> **TRAVAIL DEMANDÉ**:
1. Présentez sous forme de liste le paragraphe de l'extrait qui commence par « À propos des jouets ». Conservez ses faits principaux.
2. Reproduisez à l'identique un passage de l'extrait. Commencez aux mots « Un ensemble de » et arrêtez-vous après les mots « mais c’est tout. ».
3. Répondez brièvement aux questions suivantes d'après l'extrait.
(a) À quelle page le courant « itinérance ludique » est-il explicitement nommé ?
(b) De quelle année date le texte cadre pour l'accueil du jeune enfant qui est cité ?
(c) Dans quelle partie figure l'incitation à acquérir des « jouets de seconde main » ?

Dans les pages sur le jeu, sont évoqués, en plus du jeu libre, les activités en petits groupes, mais aussi le jeu semi-dirigé et l’itinérance. On peut s’attendre à des précisions dans la partie « Pratiques », mais on n’y trouve aucun commentaire. Or, c’est le cœur de métier que de penser les différents temps du jeu, la marge de liberté accordée aux enfants et le degré d’intervention de l’adulte : des pistes auraient été les bienvenues. Pas de définition du « jeu semi-dirigé », qualificatif qui convient si mal au jeu, même atténué, pas plus que du mot « itinérance », terme plaqué sans autre explication que : « L’itinérance est distinguée de l’errance. » Cette courte phrase est impossible à décrypter sans connaître le courant pédagogique auquel elle fait allusion et qui est explicitement nommé page 99, « itinérance ludique ». Mais je croyais que c’était une marque déposée à ne pas citer n’importe comment ! Et pourquoi ce courant et pas d’autres ? Tous ces à-peu-près, au lieu d’être aidants, créent de la confusion, que ce paragraphe de la même page ne clarifie pas : « La planification est adaptée de façon souple, en continu, aux réactions des enfants, aux goûts qu’ils expriment, aux analyses des observations. Elle ne constitue pas un programme appliqué de façon stricte. » Je préfère nettement l’extrait du texte cadre pour l’accueil du jeune enfant de 2017 déjà cité : « En s’appuyant sur les intérêts des enfants et en privilégiant l’activité libre, le développement de l’enfant avant trois ans peut être envisagé autrement que sur le registre des stimulations éducatives programmées. »

Un ensemble de préconisations qui passent du coq à l’âne

À propos des jouets, il est juste indiqué que des « jeux variés doivent être à leur disposition (page 46) et que « les professionnels interviennent dans le choix des jeux et jouets (page 47). Une autre piste figure dans la partie « Pratiques organisationnelles » avec l’incitation à acquérir des « jouets de seconde main ». C’est bien, mais c’est tout.
Les objets semblent avoir plus la cote que les jouets (qui sont des objets aussi), mais dans le même paragraphe de la page 48, les consignes sont contradictoires : « Les professionnels acceptent ces détournements », mais la phrase suivante commence par « Lorsque l’enfant n’a pas l’usage de l’objet, les professionnels peuvent accompagner l’enfant et lui montrer comment l’utiliser sans l’empêcher d’en faire un autre usage. » Ce qui a pu être dit dans une discussion préparatoire au texte avait-il besoin d’être écrit noir sur blanc ?

> **DONNÉES ENREGISTRÉES**:
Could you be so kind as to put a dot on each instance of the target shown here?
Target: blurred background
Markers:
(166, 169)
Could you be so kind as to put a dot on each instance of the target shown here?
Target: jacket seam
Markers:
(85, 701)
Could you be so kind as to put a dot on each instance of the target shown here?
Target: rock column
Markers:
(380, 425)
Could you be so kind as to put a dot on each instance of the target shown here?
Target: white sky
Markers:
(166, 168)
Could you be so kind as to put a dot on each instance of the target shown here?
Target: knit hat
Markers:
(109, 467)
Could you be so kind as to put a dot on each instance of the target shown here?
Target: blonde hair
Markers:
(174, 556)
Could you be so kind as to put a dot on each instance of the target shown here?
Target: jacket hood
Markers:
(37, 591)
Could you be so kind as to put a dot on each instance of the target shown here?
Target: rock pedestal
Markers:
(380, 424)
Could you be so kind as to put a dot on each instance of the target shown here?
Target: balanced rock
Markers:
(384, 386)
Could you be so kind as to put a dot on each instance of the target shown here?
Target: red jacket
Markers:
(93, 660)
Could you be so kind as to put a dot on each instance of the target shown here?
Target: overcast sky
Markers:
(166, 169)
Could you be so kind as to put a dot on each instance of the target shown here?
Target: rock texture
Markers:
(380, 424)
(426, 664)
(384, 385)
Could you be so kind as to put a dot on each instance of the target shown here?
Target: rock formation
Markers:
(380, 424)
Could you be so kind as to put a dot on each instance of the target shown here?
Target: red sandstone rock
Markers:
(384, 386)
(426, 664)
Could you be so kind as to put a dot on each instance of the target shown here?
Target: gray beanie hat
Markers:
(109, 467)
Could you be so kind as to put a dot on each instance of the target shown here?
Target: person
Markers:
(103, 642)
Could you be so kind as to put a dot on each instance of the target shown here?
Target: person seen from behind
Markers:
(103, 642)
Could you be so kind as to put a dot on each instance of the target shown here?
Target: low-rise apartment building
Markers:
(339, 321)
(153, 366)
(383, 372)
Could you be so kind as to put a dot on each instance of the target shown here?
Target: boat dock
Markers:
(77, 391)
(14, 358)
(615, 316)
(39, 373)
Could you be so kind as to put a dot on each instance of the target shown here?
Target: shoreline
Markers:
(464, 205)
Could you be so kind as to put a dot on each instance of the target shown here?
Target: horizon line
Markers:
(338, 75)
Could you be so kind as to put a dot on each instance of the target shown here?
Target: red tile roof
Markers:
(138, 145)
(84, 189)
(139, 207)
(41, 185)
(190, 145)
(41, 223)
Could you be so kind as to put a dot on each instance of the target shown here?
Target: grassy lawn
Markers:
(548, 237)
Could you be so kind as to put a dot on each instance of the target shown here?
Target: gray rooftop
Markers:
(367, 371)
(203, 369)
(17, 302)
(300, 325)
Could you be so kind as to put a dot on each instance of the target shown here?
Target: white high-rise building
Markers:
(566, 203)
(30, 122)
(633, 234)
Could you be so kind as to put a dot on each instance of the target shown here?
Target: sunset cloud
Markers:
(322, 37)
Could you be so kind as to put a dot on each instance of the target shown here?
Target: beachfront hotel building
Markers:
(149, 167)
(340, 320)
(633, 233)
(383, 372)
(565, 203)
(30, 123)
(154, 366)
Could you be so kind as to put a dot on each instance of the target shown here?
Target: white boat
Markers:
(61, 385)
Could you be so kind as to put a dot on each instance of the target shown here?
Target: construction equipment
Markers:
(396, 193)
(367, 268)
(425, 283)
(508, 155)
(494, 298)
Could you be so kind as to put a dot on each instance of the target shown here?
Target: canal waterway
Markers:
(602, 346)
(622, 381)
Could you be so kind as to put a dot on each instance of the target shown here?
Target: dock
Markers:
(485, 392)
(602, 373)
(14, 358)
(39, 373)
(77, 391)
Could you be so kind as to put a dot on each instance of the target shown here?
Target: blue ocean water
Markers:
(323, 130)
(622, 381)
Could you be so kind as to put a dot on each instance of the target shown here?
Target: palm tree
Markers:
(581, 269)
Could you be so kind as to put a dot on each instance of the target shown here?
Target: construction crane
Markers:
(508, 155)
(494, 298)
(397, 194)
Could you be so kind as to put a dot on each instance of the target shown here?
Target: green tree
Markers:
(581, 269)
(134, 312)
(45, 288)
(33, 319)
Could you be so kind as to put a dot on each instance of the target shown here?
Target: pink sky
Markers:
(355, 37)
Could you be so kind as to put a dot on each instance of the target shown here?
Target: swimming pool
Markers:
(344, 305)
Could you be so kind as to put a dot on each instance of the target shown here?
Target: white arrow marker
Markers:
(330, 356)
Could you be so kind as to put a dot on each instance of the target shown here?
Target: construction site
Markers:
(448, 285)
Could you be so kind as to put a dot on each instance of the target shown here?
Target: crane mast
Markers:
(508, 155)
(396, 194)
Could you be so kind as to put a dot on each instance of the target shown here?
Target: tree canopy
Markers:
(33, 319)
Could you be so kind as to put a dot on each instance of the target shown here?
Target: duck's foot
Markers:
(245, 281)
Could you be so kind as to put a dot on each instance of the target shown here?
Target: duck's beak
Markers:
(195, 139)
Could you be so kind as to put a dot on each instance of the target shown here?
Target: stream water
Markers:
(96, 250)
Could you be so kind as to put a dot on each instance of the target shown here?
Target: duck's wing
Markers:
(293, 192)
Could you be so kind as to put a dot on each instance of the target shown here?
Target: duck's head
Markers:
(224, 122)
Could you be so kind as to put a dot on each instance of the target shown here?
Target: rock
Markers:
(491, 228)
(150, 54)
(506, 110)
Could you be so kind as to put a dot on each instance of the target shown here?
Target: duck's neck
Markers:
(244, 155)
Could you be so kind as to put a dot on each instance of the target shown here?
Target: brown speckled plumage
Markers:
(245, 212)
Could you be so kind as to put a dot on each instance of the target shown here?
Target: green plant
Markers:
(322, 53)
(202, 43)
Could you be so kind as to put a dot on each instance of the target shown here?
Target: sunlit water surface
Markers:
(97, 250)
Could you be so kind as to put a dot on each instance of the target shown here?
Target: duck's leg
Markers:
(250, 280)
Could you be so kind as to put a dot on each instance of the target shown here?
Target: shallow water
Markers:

> **CORRIGÉ COMPLET**:
1.
- Des jeux variés doivent être mis à disposition (page 46).
- Les professionnels interviennent dans le choix des jeux et jouets (page 47).
- La partie « Pratiques organisationnelles » incite à acquérir des jouets de seconde main.
- Ces indications sont jugées bonnes, mais ce sont les seules.

2.
Un ensemble de préconisations qui passent du coq à l’âne

À propos des jouets, il est juste indiqué que des « jeux variés doivent être à leur disposition (page 46) et que « les professionnels interviennent dans le choix des jeux et jouets (page 47). Une autre piste figure dans la partie « Pratiques organisationnelles » avec l’incitation à acquérir des « jouets de seconde main ». C’est bien, mais c’est tout.

3.
(a) À la page 99.
(b) De 2017.
(c) Dans la partie « Pratiques organisationnelles ».